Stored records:
+ + + + + + +
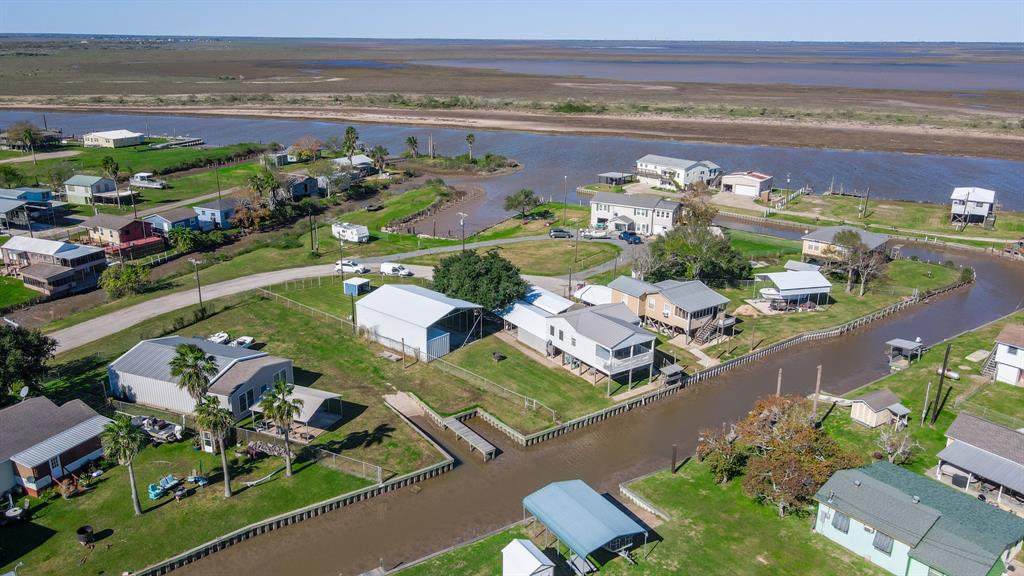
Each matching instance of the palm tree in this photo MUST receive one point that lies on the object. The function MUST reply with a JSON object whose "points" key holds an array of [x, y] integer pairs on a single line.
{"points": [[194, 368], [349, 142], [379, 155], [414, 146], [211, 416], [282, 411], [122, 442]]}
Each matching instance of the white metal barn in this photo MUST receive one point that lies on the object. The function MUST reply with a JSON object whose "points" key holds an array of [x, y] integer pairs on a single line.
{"points": [[143, 375], [528, 316], [408, 318]]}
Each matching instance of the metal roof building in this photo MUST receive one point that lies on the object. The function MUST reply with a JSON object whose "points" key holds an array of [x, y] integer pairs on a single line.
{"points": [[582, 519]]}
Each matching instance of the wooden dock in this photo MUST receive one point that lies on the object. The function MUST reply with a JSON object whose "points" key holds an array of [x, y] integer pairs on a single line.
{"points": [[476, 442]]}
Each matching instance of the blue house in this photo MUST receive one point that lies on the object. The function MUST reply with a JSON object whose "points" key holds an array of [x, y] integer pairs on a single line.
{"points": [[164, 221], [217, 213], [913, 526]]}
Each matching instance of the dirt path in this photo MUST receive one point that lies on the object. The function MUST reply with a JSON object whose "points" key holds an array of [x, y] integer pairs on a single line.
{"points": [[41, 156]]}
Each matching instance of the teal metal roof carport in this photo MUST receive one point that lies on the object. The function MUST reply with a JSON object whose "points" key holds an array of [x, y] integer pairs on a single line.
{"points": [[581, 518]]}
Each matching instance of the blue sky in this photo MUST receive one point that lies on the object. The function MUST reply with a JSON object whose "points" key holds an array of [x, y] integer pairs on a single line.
{"points": [[980, 21]]}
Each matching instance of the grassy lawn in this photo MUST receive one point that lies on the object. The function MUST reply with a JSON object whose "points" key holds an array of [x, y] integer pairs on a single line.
{"points": [[567, 394], [886, 214], [902, 278], [13, 292], [48, 544], [997, 402], [714, 530], [545, 257], [758, 245]]}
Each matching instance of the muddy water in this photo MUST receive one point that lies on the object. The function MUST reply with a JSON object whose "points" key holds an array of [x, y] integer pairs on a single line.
{"points": [[476, 498]]}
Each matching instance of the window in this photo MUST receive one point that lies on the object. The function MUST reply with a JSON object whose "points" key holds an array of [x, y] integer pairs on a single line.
{"points": [[841, 522], [883, 543]]}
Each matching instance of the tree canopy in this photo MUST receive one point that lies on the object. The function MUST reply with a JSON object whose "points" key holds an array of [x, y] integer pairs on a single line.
{"points": [[491, 280], [695, 252], [24, 355]]}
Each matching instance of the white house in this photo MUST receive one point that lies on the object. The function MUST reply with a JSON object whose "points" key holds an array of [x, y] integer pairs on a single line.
{"points": [[522, 558], [350, 233], [663, 170], [748, 183], [910, 525], [416, 320], [113, 138], [641, 213], [607, 339], [1010, 355], [796, 287], [528, 316], [143, 374], [970, 204], [80, 188]]}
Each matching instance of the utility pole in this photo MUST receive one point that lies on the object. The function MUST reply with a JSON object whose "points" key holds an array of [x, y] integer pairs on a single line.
{"points": [[462, 222], [199, 287]]}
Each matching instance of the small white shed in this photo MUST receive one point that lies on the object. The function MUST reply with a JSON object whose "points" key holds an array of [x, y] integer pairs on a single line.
{"points": [[522, 558]]}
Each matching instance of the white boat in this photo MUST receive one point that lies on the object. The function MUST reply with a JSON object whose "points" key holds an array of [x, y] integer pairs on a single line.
{"points": [[242, 341]]}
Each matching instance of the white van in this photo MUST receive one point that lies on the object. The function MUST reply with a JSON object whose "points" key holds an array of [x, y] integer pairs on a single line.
{"points": [[391, 269]]}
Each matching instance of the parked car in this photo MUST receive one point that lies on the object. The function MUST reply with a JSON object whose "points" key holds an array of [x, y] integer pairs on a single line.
{"points": [[391, 269], [349, 266], [630, 237]]}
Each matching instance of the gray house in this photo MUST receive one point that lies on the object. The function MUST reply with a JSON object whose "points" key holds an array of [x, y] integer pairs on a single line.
{"points": [[642, 213], [142, 374]]}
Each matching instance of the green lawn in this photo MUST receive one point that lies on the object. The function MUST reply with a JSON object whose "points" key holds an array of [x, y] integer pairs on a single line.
{"points": [[48, 544], [713, 530], [886, 214], [973, 393], [13, 292], [567, 394], [545, 257], [901, 279]]}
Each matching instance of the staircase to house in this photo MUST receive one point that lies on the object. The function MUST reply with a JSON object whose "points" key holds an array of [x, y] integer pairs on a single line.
{"points": [[989, 369], [704, 333]]}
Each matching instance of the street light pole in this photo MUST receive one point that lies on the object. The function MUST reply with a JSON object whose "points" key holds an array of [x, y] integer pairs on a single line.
{"points": [[462, 222], [199, 287]]}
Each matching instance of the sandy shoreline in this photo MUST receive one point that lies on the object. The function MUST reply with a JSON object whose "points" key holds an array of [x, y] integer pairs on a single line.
{"points": [[836, 134]]}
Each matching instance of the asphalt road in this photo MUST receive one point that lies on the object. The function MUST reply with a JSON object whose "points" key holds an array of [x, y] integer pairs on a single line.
{"points": [[123, 319]]}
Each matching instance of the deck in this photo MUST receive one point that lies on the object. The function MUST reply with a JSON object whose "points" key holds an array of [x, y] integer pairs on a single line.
{"points": [[476, 442]]}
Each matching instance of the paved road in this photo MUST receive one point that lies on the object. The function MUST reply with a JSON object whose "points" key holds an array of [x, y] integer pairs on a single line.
{"points": [[117, 321]]}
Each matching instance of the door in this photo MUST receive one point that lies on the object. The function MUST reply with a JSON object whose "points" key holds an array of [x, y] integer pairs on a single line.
{"points": [[55, 469]]}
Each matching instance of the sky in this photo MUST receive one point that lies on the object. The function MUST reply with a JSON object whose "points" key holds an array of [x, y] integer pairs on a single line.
{"points": [[841, 21]]}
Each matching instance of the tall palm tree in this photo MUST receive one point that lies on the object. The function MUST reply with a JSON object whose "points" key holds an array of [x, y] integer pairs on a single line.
{"points": [[122, 442], [379, 155], [282, 411], [349, 142], [211, 416], [414, 146], [194, 368]]}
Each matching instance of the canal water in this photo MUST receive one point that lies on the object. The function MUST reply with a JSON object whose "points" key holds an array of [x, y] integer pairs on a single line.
{"points": [[476, 497], [555, 164]]}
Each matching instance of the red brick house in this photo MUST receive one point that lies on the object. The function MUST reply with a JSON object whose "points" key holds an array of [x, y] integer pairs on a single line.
{"points": [[41, 442]]}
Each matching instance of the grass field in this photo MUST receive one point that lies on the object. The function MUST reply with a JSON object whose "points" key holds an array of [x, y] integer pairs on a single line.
+ + + + + + +
The exercise: Would you set down the listing exactly, omitting pictures?

Written solution:
Each matching instance of the palm tree in this photo MUST receive one point that lies on the object. The function MUST reply with a JSON object whose "points" key holds an array of [x, y] integer pairs on a single line.
{"points": [[194, 368], [349, 142], [379, 155], [414, 146], [211, 416], [282, 411], [122, 442]]}
Each matching instance of the white metal barn in this photo MUST receive one point that lies on the object. The function MUST reply with a JSON object whose "points" key holds an array of [x, y] integer pairs on a single line.
{"points": [[143, 375], [528, 316], [408, 318]]}
Each matching instance of the metal roof building in this photo MUST receive one point that lies on the object. The function MUST reply with a JSON object whose "points" key holds an array of [x, y] integer pairs on a single line.
{"points": [[582, 519]]}
Each matching instance of the wooden dock in this photo MUST receive one point that lies on the object. The function MUST reply with a JSON object whose "points" key holds an array of [x, y] integer pairs on a single line.
{"points": [[476, 442]]}
Each matching instance of the blue house in this photo MUST receive one point that lies on the object. The function MUST reply with a JSON object whose "points" key holds an array of [x, y] integer pairs on a single line.
{"points": [[164, 221], [217, 213], [913, 526]]}
Each matching instance of the dirt path in this photo MUST receive one point that lies on the object. The function MUST reply with a JSON object whose "points" key holds an array of [x, y] integer pairs on a single line.
{"points": [[41, 156]]}
Each matching instance of the teal metal roof carport in this photo MUST receive one point that lies on the object. The function MUST reply with a JSON object whose "points" key holds an array of [x, y] integer pairs on a single line.
{"points": [[581, 518]]}
Each matching instance of the blue sky in this photo MUST receive one point that lies on the object. The function MUST reply with a JSON object whose "points" key holds an array of [x, y] integer pairs on a single line.
{"points": [[980, 21]]}
Each matching instance of the grassy lawn in this photo MUST receive one point that lies on the object. The function MUST reply with a JSON object whose "points" key holds an array of [x, y] integer pairs on a single line.
{"points": [[567, 394], [886, 214], [902, 278], [13, 292], [48, 544], [997, 402], [714, 530], [545, 257], [758, 245]]}
Each matching instance of the muddy water in this photo MUST receive one point that lies on the object. The function MUST reply with a JSON object whose "points" key holds an array of [x, y] integer pairs on a single line.
{"points": [[476, 498]]}
Each matching instance of the window in this photo MUST receive one point that lies on the object. The function MUST reply with a JSON object whose "points" key holds an array of [x, y] integer pairs on a single line.
{"points": [[841, 522], [883, 543]]}
Each matching instance of the tree canopy in this photo MUST receive one point that lies on the object. The function MUST reply with a JSON object whose "points" key holds an array of [x, y] integer pairs on a single line.
{"points": [[491, 280], [695, 252], [24, 355]]}
Each matching instance of the white house in this photo MUST receive one point that lies on the object. The function MUST reply with a JSON object whose "points" key holds an array of [x, y] integer pairs on a single line.
{"points": [[522, 558], [350, 233], [663, 170], [748, 183], [910, 525], [416, 320], [113, 138], [641, 213], [607, 339], [1010, 355], [796, 287], [528, 316], [143, 374], [970, 204], [80, 188]]}
Each matching instance of the utility pole in this photo MUST receive one point that lies on the object. The function MUST reply with a JSON object whose "points" key holds an array of [x, y] integer pairs on a single line.
{"points": [[462, 222], [199, 287]]}
Each matching instance of the small white shed in this photo MUST receive one point that lies on the object. The function MUST reply with a JSON object whose "points" key holds an array of [x, y] integer pairs on a single line.
{"points": [[522, 558]]}
Each matching instance of the white boat in this photo MUST receive one point that lies on the object. The function MUST reply with a JSON object whose "points" key holds an array of [x, y] integer pairs on a single line.
{"points": [[242, 341]]}
Each matching instance of the white van in this photo MUST receive one point that lies on the object. The function MUST reply with a JSON object whose "points" key holds an array of [x, y] integer pairs on a single line.
{"points": [[391, 269]]}
Each matching instance of the parked car in this photo MUST receive one point that lies on the object. The function MUST reply with a JSON object whose "points" key holds an array of [x, y] integer pairs on a single line.
{"points": [[391, 269], [349, 266], [630, 237]]}
Each matching instance of the gray house in this photo MUST receive one point that lies on the object. The function MUST reply with a JSON object whose "points" key holds an array of [x, y] integer pairs on a single line.
{"points": [[642, 213], [142, 374]]}
Each matching instance of the green lawn in this photo MUST receive one point that lies on the object. The function MUST reply with a JSON object whose "points" key holds an array of [x, y] integer pairs on a single line.
{"points": [[48, 544], [713, 530], [886, 214], [973, 393], [13, 292], [567, 394], [545, 257], [901, 279]]}
Each matching instance of the staircase to house in this photo MUST receive one point that lies on the object. The function MUST reply with a JSON object whose "points" key holds an array of [x, y] integer pairs on a single line.
{"points": [[989, 369], [704, 333]]}
Each matching instance of the street light pole in this photo MUST receive one point that lies on the object. The function MUST reply with a JSON object whose "points" key holds an array of [x, y] integer pairs on a single line.
{"points": [[462, 222], [199, 287]]}
Each matching instance of the sandy shoreline in this photo MUST receive one point that lies on the object. The function MUST reply with a JSON object whose "points" key holds an array of [x, y] integer pairs on a single line.
{"points": [[836, 134]]}
Each matching instance of the asphalt road in this photo MUST receive one point that lies on the object. The function MUST reply with a JSON object whose "points" key holds an array of [x, y] integer pairs on a single line.
{"points": [[123, 319]]}
Each matching instance of the deck in this photo MUST receive one point that lies on the object. The function MUST reply with a JSON object whose "points" key holds an array of [x, y] integer pairs on a single line.
{"points": [[476, 442]]}
Each matching instance of the paved road in this photo MUST receive one point that lies on the object. The function MUST reply with a JSON object whose "points" key holds an array of [x, y] integer pairs on a single line.
{"points": [[117, 321]]}
Each matching instance of the door in this photo MUST receive one point that lies on the object. The function MUST reply with a JSON object whose "points" key holds an array of [x, y] integer pairs on a single line.
{"points": [[55, 469]]}
Each matching instance of the sky in this photo MUST receive one point that lies on the object. The function MUST reply with a JSON object whose "points" key holds an array of [x, y] integer pairs on a single line.
{"points": [[841, 21]]}
Each matching instance of the tall palm tree in this photo MUST receive one point that lies on the object. The function MUST reply with a JSON object whose "points" key holds an array of [x, y] integer pairs on a single line.
{"points": [[122, 442], [379, 155], [282, 411], [349, 142], [211, 416], [414, 146], [194, 368]]}
Each matching instance of the canal water in this photo MUST receive one point that lies on the object. The function MUST reply with a JSON object whose "points" key holds an array of [x, y] integer pairs on a single line.
{"points": [[476, 497], [555, 164]]}
Each matching instance of the red brick house in this photo MUST receive one point that lies on the object. The function MUST reply with a JSON object whose "points" key holds an array of [x, y] integer pairs on a single line.
{"points": [[41, 442]]}
Each matching instance of the grass field in this photo MUST receive one point that lies on the object. The function MUST reply with a JSON object whose "points" key holds an array of [x, y] integer pairs on a single line.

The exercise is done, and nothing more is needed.